Please gather every line of the listing below that contains the word "shoulder" and copy each such line in full.
--- START OF Records for the exercise ---
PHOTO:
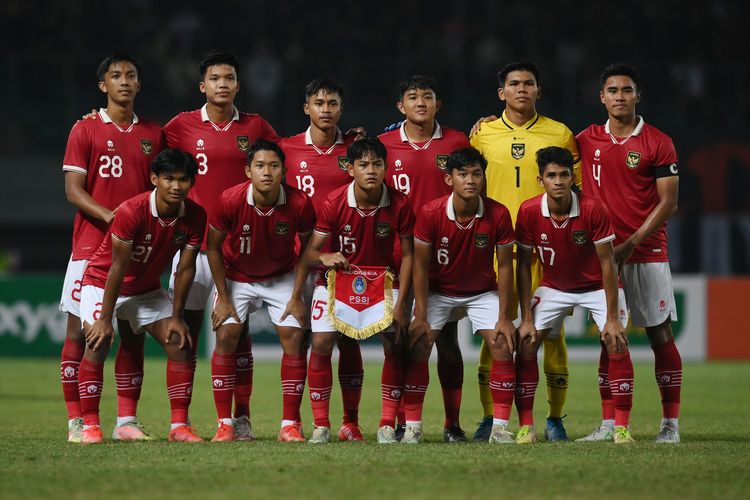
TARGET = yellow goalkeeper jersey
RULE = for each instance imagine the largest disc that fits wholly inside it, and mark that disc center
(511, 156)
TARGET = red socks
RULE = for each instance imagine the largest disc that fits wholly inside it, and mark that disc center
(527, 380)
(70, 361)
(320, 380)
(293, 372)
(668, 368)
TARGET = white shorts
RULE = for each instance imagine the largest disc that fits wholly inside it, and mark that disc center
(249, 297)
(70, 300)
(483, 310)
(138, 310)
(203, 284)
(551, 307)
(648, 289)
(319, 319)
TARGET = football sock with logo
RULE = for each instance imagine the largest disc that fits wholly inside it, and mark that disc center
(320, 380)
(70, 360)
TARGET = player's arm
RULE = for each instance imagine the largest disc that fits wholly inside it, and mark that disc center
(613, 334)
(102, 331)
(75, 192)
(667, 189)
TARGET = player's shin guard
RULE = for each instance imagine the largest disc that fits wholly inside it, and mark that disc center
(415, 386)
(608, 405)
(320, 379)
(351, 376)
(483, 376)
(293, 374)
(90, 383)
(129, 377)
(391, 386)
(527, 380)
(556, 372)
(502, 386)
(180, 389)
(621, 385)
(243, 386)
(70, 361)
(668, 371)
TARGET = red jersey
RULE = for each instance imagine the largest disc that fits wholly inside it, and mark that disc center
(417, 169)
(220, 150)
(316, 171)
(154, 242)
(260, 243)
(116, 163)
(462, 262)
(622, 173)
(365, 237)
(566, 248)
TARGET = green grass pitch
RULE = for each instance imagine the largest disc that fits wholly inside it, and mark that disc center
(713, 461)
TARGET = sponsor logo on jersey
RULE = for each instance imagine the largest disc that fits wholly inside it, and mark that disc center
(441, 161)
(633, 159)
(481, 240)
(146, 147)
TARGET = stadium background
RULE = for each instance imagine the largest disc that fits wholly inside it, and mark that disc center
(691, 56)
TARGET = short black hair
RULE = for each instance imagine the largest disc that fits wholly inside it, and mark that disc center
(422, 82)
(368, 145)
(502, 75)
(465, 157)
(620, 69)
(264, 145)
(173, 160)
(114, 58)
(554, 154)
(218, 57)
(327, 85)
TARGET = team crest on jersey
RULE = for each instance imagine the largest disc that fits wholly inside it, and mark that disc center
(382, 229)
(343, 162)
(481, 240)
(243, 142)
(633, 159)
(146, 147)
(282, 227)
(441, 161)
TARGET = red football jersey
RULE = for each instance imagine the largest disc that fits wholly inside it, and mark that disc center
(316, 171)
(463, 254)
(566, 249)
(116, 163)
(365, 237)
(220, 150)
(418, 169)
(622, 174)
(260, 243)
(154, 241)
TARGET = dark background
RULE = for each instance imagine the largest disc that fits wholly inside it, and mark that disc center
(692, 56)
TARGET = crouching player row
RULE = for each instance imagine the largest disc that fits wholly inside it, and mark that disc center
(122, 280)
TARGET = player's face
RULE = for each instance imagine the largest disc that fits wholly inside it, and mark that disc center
--- END OF Records for the exercise ---
--- START OF Records for the exercise ---
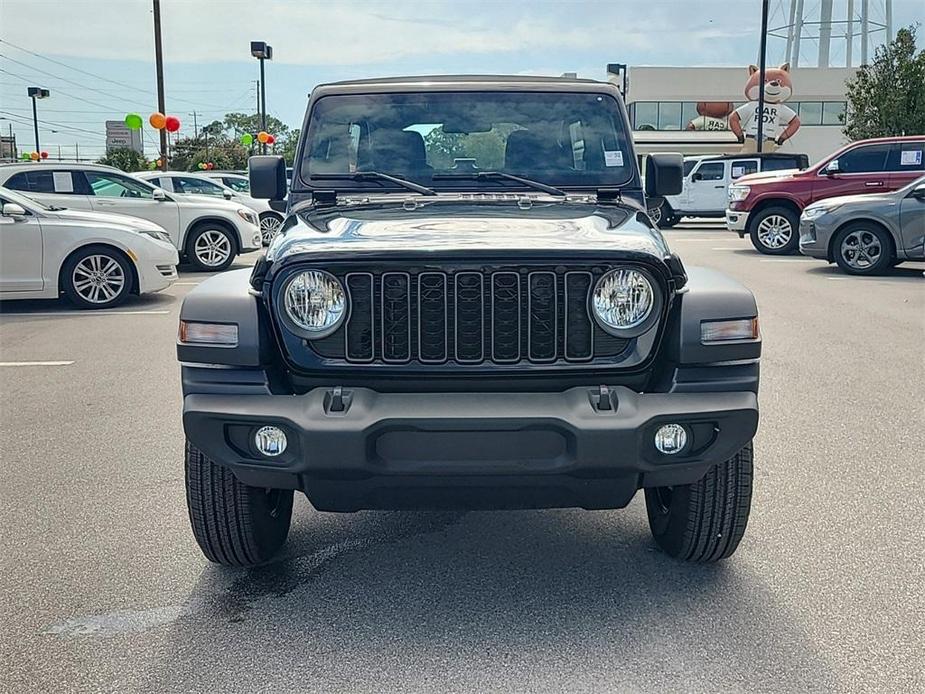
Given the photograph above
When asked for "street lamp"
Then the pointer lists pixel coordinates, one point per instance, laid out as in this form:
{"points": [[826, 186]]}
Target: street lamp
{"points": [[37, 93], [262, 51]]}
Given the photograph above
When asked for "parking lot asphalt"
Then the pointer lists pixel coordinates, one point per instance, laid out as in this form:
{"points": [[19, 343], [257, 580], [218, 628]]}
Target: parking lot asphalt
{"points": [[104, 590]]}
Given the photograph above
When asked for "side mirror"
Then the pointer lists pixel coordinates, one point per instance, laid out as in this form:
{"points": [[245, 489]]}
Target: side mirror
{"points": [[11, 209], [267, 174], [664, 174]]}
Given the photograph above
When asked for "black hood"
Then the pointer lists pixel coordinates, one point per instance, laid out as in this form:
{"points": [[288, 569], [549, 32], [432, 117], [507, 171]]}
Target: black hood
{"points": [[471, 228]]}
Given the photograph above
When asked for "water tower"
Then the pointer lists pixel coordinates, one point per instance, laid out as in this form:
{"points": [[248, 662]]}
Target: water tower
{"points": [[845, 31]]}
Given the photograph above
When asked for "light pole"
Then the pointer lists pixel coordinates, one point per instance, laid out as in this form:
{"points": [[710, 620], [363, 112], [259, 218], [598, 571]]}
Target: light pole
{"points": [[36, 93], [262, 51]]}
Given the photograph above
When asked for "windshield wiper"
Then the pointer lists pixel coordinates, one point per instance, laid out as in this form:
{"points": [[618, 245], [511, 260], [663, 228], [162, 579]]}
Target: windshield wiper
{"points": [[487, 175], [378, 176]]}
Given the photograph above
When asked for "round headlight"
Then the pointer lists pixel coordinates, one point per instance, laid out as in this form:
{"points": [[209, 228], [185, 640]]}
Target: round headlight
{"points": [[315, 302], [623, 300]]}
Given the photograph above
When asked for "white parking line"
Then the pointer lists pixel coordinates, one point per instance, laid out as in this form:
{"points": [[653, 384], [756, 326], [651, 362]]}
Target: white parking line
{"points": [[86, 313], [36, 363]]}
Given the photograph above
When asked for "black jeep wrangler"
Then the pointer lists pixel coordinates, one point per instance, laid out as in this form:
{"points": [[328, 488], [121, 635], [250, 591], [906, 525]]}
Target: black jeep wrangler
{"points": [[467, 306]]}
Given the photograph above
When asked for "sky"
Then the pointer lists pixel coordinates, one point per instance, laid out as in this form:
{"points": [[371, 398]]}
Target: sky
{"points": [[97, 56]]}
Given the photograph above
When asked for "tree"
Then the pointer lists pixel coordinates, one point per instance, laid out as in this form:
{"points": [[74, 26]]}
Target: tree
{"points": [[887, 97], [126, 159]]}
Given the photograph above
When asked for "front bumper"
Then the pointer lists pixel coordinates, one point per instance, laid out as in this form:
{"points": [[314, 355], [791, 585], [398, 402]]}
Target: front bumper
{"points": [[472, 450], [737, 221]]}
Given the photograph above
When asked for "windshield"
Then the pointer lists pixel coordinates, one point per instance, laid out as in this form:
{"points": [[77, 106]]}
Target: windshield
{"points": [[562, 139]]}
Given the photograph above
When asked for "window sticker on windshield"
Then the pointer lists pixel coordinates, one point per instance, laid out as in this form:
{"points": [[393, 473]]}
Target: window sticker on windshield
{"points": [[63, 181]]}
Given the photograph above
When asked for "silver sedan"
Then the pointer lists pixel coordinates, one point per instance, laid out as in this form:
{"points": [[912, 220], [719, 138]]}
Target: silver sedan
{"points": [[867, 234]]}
--- END OF Records for the exercise ---
--- START OF Records for the exercise ---
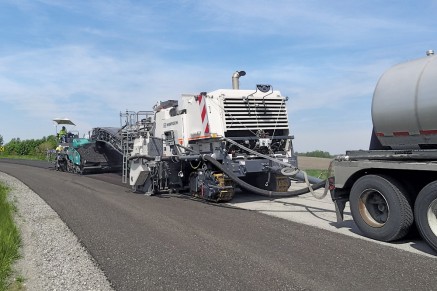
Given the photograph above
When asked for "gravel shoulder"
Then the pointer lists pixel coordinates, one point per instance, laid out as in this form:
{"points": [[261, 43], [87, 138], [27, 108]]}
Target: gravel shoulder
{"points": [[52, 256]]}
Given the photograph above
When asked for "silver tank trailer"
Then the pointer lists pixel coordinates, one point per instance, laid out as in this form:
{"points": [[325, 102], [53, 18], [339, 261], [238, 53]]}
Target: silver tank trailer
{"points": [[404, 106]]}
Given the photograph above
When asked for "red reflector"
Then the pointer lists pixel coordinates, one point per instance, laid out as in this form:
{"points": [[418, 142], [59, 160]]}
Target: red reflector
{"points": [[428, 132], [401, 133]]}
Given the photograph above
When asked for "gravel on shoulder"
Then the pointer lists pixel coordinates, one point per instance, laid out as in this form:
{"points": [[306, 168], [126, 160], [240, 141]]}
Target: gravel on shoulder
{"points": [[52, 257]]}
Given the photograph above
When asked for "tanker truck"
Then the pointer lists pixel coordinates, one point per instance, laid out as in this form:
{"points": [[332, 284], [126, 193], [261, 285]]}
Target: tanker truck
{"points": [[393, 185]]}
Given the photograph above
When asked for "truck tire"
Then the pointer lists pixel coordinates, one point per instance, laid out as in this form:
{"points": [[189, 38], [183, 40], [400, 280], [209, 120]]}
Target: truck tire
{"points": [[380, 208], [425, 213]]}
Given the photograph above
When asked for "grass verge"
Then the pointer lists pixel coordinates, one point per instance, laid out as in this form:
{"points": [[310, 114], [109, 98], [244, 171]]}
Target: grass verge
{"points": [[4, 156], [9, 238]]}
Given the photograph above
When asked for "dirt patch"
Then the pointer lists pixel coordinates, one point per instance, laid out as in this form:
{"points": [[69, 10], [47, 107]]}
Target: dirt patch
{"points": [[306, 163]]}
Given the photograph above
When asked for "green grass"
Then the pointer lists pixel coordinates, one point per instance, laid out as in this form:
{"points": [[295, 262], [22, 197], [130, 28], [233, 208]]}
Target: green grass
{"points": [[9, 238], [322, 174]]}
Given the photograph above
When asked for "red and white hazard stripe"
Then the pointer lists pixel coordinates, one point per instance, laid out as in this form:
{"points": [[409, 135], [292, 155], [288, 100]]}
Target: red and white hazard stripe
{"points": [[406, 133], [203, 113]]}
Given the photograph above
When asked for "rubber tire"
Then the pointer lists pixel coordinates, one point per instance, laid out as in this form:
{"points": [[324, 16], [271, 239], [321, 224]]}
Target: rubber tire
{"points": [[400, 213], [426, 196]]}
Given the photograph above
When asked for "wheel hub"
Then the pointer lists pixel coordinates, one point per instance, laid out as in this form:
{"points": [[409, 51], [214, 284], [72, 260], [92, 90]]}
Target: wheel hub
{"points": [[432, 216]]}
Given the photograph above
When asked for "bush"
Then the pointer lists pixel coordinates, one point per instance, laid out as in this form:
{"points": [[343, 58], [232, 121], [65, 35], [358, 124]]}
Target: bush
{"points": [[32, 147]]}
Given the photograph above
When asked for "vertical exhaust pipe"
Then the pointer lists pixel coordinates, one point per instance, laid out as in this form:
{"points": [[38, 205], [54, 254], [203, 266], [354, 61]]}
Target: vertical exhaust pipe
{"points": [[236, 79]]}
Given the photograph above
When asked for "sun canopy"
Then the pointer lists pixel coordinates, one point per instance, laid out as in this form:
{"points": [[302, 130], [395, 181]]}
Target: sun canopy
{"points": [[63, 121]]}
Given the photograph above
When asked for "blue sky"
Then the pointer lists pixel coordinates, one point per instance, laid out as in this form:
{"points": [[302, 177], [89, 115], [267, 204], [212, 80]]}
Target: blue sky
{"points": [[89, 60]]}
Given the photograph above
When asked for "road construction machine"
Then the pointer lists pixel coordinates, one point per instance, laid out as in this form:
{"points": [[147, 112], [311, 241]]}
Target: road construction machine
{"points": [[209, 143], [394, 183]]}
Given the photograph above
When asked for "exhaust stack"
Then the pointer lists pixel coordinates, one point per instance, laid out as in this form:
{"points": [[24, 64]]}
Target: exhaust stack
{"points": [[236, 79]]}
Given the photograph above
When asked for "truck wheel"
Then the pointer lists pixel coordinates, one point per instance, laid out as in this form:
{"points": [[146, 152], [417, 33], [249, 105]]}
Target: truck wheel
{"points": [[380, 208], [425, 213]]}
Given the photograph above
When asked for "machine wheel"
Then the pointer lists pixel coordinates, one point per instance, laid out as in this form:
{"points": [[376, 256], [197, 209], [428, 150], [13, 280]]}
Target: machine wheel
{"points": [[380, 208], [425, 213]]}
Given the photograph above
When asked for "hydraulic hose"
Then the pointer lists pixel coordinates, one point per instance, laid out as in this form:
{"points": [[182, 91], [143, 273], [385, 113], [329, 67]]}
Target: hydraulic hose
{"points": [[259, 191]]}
--- END OF Records for the exercise ---
*Answer in full*
When asked for "gravel shoulder"
Target: gravel shoulder
When asked for "gravel on shoulder"
Target: gravel on shoulder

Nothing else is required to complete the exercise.